▼

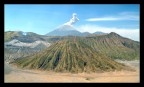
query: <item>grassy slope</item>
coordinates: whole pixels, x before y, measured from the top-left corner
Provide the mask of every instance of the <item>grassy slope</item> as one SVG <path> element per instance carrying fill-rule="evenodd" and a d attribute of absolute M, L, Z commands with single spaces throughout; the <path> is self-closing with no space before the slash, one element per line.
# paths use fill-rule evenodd
<path fill-rule="evenodd" d="M 128 69 L 123 64 L 100 54 L 91 45 L 93 40 L 70 37 L 58 41 L 48 49 L 15 62 L 21 68 L 54 70 L 59 72 L 95 72 Z"/>

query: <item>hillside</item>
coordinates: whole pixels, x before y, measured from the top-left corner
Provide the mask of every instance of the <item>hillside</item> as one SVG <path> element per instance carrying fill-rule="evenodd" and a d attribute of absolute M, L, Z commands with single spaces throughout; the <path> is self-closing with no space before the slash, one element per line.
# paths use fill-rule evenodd
<path fill-rule="evenodd" d="M 85 44 L 81 37 L 66 37 L 46 50 L 12 62 L 21 68 L 58 72 L 102 72 L 130 69 Z"/>

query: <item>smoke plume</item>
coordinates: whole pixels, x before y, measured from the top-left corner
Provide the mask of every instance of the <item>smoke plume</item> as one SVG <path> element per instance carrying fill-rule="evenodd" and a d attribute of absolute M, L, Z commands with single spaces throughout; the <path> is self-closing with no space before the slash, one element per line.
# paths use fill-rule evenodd
<path fill-rule="evenodd" d="M 70 19 L 69 22 L 65 23 L 64 25 L 73 25 L 75 24 L 77 21 L 79 21 L 79 19 L 77 18 L 77 14 L 73 13 L 72 14 L 72 18 Z"/>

▲

* REQUIREMENTS:
Update all the items above by replacing "top-left corner" with "upper-left corner" wherever it occurs, leaving everything else unchanged. Omit the pictures from the result.

* ANSWER TO THE PROBLEM:
query: <item>grassy slope</item>
coordinates: whole pixels, x before y, measured from the upper-left corner
Provide the mask of every instance of the <item>grassy slope</item> as one SVG <path> element per instance carrying fill-rule="evenodd" and a d attribute of absolute M, L, Z commands with single spaces throughout; the <path> is self-closing with no space before the slash, one element per line.
# paths use fill-rule evenodd
<path fill-rule="evenodd" d="M 128 69 L 123 64 L 100 54 L 91 45 L 93 40 L 70 37 L 58 41 L 48 49 L 15 62 L 21 68 L 54 70 L 59 72 L 95 72 Z"/>

query: <item>hillside</item>
coordinates: whole pixels, x before y, measured from the upper-left corner
Provide the mask of every instance of the <item>hillside</item> as one SVG <path> element per instance carrying fill-rule="evenodd" and a d attribute of absolute M, L, Z commands with single spaces throughout; the <path> is self-closing with no space before the slash, one element per line.
# paths use fill-rule evenodd
<path fill-rule="evenodd" d="M 85 44 L 81 37 L 66 37 L 46 50 L 12 62 L 21 68 L 58 72 L 102 72 L 130 69 Z"/>

query: <item>smoke plume</item>
coordinates: whole pixels, x before y, measured from the upper-left corner
Provide the mask of every instance of the <item>smoke plume</item> as one SVG <path> element per instance carrying fill-rule="evenodd" and a d attribute of absolute M, L, Z commands with single spaces throughout; the <path> is self-closing with no space before the slash, one element per line.
# paths use fill-rule evenodd
<path fill-rule="evenodd" d="M 70 19 L 69 22 L 65 23 L 64 25 L 73 25 L 75 24 L 77 21 L 79 21 L 79 19 L 77 18 L 77 14 L 73 13 L 72 14 L 72 18 Z"/>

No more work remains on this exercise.